**TÂCHE À RÉALISER:** Prolongez l'article sur le ralliement du Parti communiste d'Espagne à Juan Carlos à partir de sa dernière phrase.

**TEXTE PRÉSENTÉ:**
Espagne : le Parti communiste à la remorque de Juan Carlos01/02/19771977Lutte de Classe/static/common/img/ldc-min.jpg

Espagne : le Parti communiste à la remorque de Juan Carlos

Face à la vague d'attentats perpétrés, fin janvier, par l'extrême-droite espagnole, « l'opposition démocratique » n'a trouvé, pour toute réponse que la signature d'un appel au calme, en commun avec les représentants du gouvernement. Et cette attitude n'engageait pas que les secteurs les plus à droite de cette opposition, démocrates-chrétiens et autres libéraux bourgeois, car non seulement les organisations ouvrières réformistes étaient partie prenante dans cet appel, mais elles en ont rajouté. La Coordination des Organisations Syndicales a assuré le gouvernement Suarez de « l'appui des travailleurs », et les militants des Commissions Ouvrières ont été envoyés faire le tour des commissariats, afin de présenter leurs condoléances à la police, dont certains membres avaient été victimes de ces attentats.

Cette unanimité de l'opposition dans l'allégeance à Juan Carlos ne doit d'ailleurs pas surprendre, car ce qui lui a permis, il y a quelques mois, de se rassembler sur une Plateforme des Organisations Démocratiques, c'est justement l'acceptation par toutes ses composantes, de la démocratie-chrétienne au Parti Communiste, du cadre politique mis en place par Juan Carlos. En fait, l'attitude absolument dépourvue de dignité de l'opposition au lendemain des attentats de Madrid est dans la continuation logique de celle qu'elle a adoptée depuis des mois.

Du point de vue de la classe ouvrière, il est cependant bien évident que l'attitude des différentes composantes de « l'opposition démocratique » ne revêt pas la même importance, et que ce qui peut être déterminant pour l'avenir, c'est la politique des organisations ouvrières réformistes, et en particulier du Parti Communiste d'Espagne. Mais il n'est justement pas inutile de rappeler que chacune des étapes de l'intégration de celui-ci au sein d'une « opposition » plus large a été en même temps une étape dans le ralliement à Juan Carlos.

[Enregistrements de données]
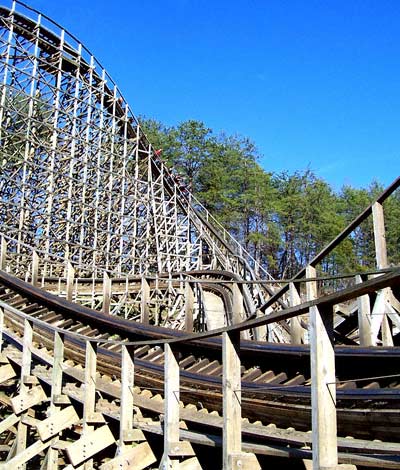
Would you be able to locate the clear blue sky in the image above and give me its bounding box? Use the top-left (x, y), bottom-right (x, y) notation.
top-left (25, 0), bottom-right (400, 190)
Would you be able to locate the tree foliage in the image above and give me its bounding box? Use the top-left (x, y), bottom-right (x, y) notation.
top-left (141, 117), bottom-right (400, 278)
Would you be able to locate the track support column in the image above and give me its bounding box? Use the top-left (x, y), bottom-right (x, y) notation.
top-left (306, 266), bottom-right (338, 470)
top-left (222, 331), bottom-right (260, 470)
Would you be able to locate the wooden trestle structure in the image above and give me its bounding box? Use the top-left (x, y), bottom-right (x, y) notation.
top-left (0, 1), bottom-right (400, 470)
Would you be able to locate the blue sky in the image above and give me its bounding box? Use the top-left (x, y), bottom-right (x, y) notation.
top-left (24, 0), bottom-right (400, 190)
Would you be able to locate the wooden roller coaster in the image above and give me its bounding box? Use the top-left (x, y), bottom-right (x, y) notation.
top-left (0, 2), bottom-right (400, 470)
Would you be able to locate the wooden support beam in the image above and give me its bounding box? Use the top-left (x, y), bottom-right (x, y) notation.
top-left (51, 331), bottom-right (64, 407)
top-left (0, 307), bottom-right (4, 355)
top-left (103, 271), bottom-right (111, 314)
top-left (160, 343), bottom-right (183, 468)
top-left (222, 331), bottom-right (242, 470)
top-left (65, 425), bottom-right (115, 468)
top-left (83, 341), bottom-right (97, 433)
top-left (356, 275), bottom-right (373, 346)
top-left (140, 277), bottom-right (150, 325)
top-left (65, 262), bottom-right (75, 302)
top-left (31, 251), bottom-right (39, 286)
top-left (36, 406), bottom-right (80, 441)
top-left (289, 282), bottom-right (303, 344)
top-left (0, 235), bottom-right (7, 271)
top-left (117, 345), bottom-right (135, 455)
top-left (185, 282), bottom-right (194, 333)
top-left (372, 202), bottom-right (388, 269)
top-left (372, 202), bottom-right (393, 346)
top-left (306, 266), bottom-right (338, 470)
top-left (47, 331), bottom-right (66, 470)
top-left (100, 442), bottom-right (157, 470)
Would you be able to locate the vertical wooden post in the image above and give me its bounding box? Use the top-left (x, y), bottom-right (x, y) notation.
top-left (65, 262), bottom-right (75, 302)
top-left (46, 331), bottom-right (64, 470)
top-left (356, 274), bottom-right (373, 346)
top-left (31, 251), bottom-right (39, 286)
top-left (185, 282), bottom-right (194, 333)
top-left (16, 319), bottom-right (33, 470)
top-left (231, 282), bottom-right (244, 325)
top-left (140, 277), bottom-right (150, 325)
top-left (0, 236), bottom-right (7, 271)
top-left (118, 345), bottom-right (135, 455)
top-left (21, 319), bottom-right (33, 392)
top-left (372, 202), bottom-right (393, 346)
top-left (222, 331), bottom-right (242, 470)
top-left (160, 343), bottom-right (179, 468)
top-left (83, 341), bottom-right (97, 432)
top-left (289, 282), bottom-right (303, 344)
top-left (50, 331), bottom-right (64, 408)
top-left (0, 307), bottom-right (4, 356)
top-left (82, 341), bottom-right (97, 470)
top-left (232, 282), bottom-right (250, 339)
top-left (103, 271), bottom-right (111, 313)
top-left (306, 266), bottom-right (338, 470)
top-left (372, 202), bottom-right (388, 269)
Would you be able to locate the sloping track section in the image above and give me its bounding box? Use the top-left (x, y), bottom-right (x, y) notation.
top-left (0, 2), bottom-right (400, 470)
top-left (0, 2), bottom-right (276, 332)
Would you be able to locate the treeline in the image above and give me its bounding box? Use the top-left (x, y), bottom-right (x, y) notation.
top-left (141, 117), bottom-right (400, 278)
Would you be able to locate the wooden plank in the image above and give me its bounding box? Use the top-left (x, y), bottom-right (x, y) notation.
top-left (102, 271), bottom-right (111, 314)
top-left (65, 425), bottom-right (115, 467)
top-left (289, 282), bottom-right (303, 344)
top-left (31, 251), bottom-right (39, 286)
top-left (229, 452), bottom-right (260, 470)
top-left (179, 457), bottom-right (202, 470)
top-left (0, 413), bottom-right (20, 434)
top-left (140, 277), bottom-right (150, 325)
top-left (164, 344), bottom-right (179, 455)
top-left (222, 332), bottom-right (242, 470)
top-left (83, 341), bottom-right (97, 431)
top-left (0, 440), bottom-right (52, 470)
top-left (185, 282), bottom-right (194, 333)
top-left (0, 364), bottom-right (17, 384)
top-left (306, 266), bottom-right (338, 469)
top-left (65, 262), bottom-right (75, 301)
top-left (11, 385), bottom-right (47, 414)
top-left (119, 345), bottom-right (135, 450)
top-left (36, 406), bottom-right (80, 441)
top-left (100, 442), bottom-right (157, 470)
top-left (0, 235), bottom-right (7, 271)
top-left (356, 275), bottom-right (373, 346)
top-left (169, 441), bottom-right (196, 457)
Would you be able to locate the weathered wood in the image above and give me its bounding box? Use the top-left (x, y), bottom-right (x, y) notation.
top-left (0, 413), bottom-right (20, 434)
top-left (102, 271), bottom-right (112, 314)
top-left (140, 277), bottom-right (150, 324)
top-left (0, 235), bottom-right (7, 271)
top-left (228, 452), bottom-right (261, 470)
top-left (31, 251), bottom-right (39, 286)
top-left (306, 266), bottom-right (338, 470)
top-left (65, 425), bottom-right (115, 467)
top-left (0, 364), bottom-right (17, 384)
top-left (289, 282), bottom-right (303, 344)
top-left (100, 442), bottom-right (157, 470)
top-left (372, 202), bottom-right (388, 269)
top-left (162, 344), bottom-right (179, 465)
top-left (0, 307), bottom-right (4, 355)
top-left (0, 440), bottom-right (52, 470)
top-left (37, 406), bottom-right (80, 441)
top-left (11, 385), bottom-right (47, 414)
top-left (65, 262), bottom-right (75, 301)
top-left (356, 275), bottom-right (373, 346)
top-left (118, 345), bottom-right (135, 454)
top-left (222, 332), bottom-right (242, 470)
top-left (185, 282), bottom-right (194, 333)
top-left (83, 341), bottom-right (97, 433)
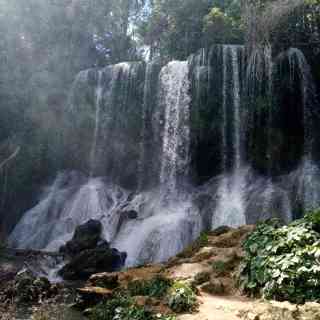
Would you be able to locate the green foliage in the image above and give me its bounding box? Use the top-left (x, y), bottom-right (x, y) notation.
top-left (128, 276), bottom-right (172, 298)
top-left (212, 260), bottom-right (228, 274)
top-left (305, 209), bottom-right (320, 233)
top-left (90, 295), bottom-right (175, 320)
top-left (168, 281), bottom-right (197, 313)
top-left (239, 215), bottom-right (320, 303)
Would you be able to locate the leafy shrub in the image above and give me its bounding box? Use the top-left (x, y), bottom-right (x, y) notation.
top-left (177, 232), bottom-right (209, 258)
top-left (90, 295), bottom-right (175, 320)
top-left (168, 281), bottom-right (197, 313)
top-left (128, 276), bottom-right (172, 298)
top-left (239, 212), bottom-right (320, 303)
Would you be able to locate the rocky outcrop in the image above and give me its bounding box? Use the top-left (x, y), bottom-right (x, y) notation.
top-left (59, 220), bottom-right (127, 280)
top-left (59, 244), bottom-right (127, 280)
top-left (60, 220), bottom-right (102, 257)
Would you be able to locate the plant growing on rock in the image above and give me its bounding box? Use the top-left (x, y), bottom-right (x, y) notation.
top-left (128, 276), bottom-right (172, 298)
top-left (90, 294), bottom-right (175, 320)
top-left (168, 281), bottom-right (197, 313)
top-left (239, 212), bottom-right (320, 303)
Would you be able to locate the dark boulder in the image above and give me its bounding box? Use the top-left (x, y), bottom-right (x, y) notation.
top-left (117, 210), bottom-right (138, 232)
top-left (59, 244), bottom-right (127, 280)
top-left (60, 220), bottom-right (102, 257)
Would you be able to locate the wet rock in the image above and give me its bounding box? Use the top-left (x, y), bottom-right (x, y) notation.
top-left (60, 220), bottom-right (102, 257)
top-left (59, 245), bottom-right (127, 280)
top-left (89, 273), bottom-right (120, 290)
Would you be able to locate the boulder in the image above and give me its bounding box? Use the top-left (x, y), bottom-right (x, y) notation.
top-left (59, 244), bottom-right (127, 280)
top-left (60, 220), bottom-right (107, 257)
top-left (117, 210), bottom-right (138, 232)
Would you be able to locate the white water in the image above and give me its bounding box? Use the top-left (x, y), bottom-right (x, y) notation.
top-left (212, 46), bottom-right (248, 229)
top-left (160, 61), bottom-right (191, 193)
top-left (9, 46), bottom-right (320, 270)
top-left (90, 70), bottom-right (103, 177)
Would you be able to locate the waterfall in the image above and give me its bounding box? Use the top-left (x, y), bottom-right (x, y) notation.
top-left (212, 46), bottom-right (247, 228)
top-left (90, 70), bottom-right (103, 176)
top-left (160, 61), bottom-right (190, 193)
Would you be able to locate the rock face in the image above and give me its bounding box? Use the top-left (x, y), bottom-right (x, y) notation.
top-left (59, 220), bottom-right (127, 280)
top-left (60, 220), bottom-right (102, 257)
top-left (59, 244), bottom-right (127, 280)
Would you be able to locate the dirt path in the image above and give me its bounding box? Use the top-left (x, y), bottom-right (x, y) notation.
top-left (178, 293), bottom-right (257, 320)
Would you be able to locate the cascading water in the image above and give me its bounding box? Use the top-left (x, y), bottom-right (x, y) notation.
top-left (9, 45), bottom-right (320, 266)
top-left (212, 46), bottom-right (247, 228)
top-left (160, 61), bottom-right (190, 193)
top-left (90, 70), bottom-right (103, 176)
top-left (285, 48), bottom-right (320, 211)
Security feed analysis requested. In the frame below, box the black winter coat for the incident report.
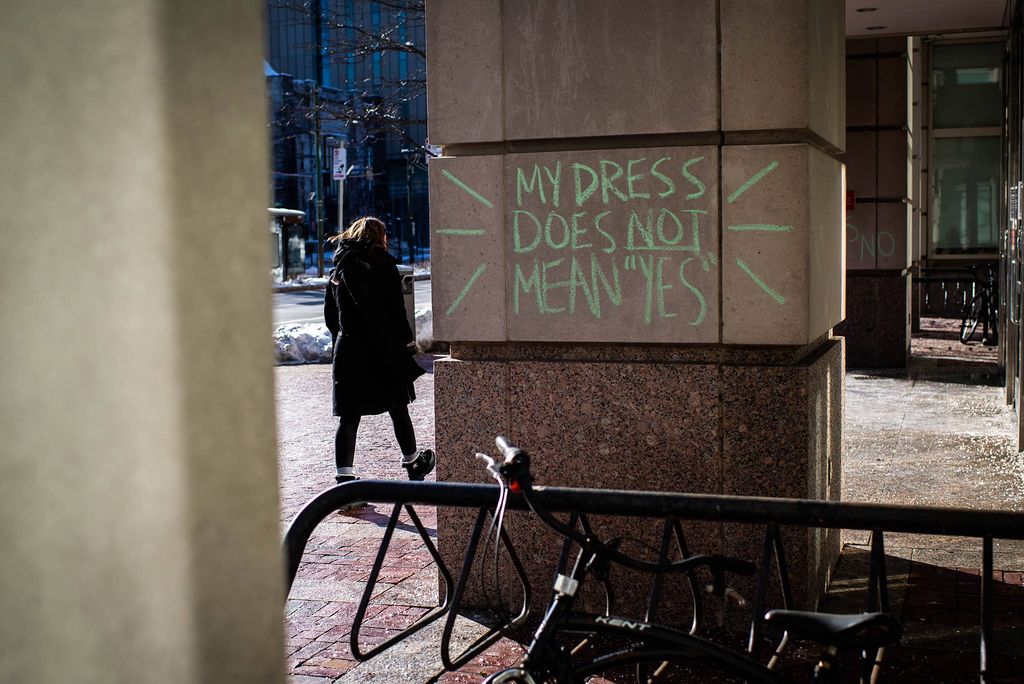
[324,240,424,416]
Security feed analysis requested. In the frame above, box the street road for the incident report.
[273,281,430,328]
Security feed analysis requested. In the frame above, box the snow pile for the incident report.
[415,303,434,351]
[273,323,331,364]
[273,305,447,365]
[273,270,328,290]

**RÉPONSE:**
Au lendemain de la mort de Franco, le Parti Communiste et les organisations qui coexistaient avec lui au sein de la Junte Démocratique récusaient Juan Carlos, l'héritier désigné par le défunt Caudillo, et continuaient à se déclarer partisans d'une « rupture démocratique » avec la dictature. La formule était bien vague, et elle n'avait sans doute pas le même contenu pour les militants ouvriers du PCE. et pour les monarchistes à la Calvo Serer, membres eux aussi de la Junte Démocratique. Mais elle avait néanmoins une petite allure radicale, et constituait - au niveau des slogans - une des principales divergences qui séparait le Parti Communiste du principal courant social-démocrate du pays, le Parti Socialiste Ouvrier, animateur de la Convergence Démocratique.

Quelques mois plus tard, cependant, l'unité entre la Junte et la Convergence Démocratique était réalisée, le Parti Communiste ayant accepté que son mot d'ordre de « rupture démocratique » soit transformé en « rupture démocratique négociée ». Négociée avec qui ? Ce n'était pas dit explicitement, mais pour qui voulait se donner la peine de lire entre les lignes, il était clair que c'est avec le gouvernement en place qu'il s'agissait de mener ces négociations.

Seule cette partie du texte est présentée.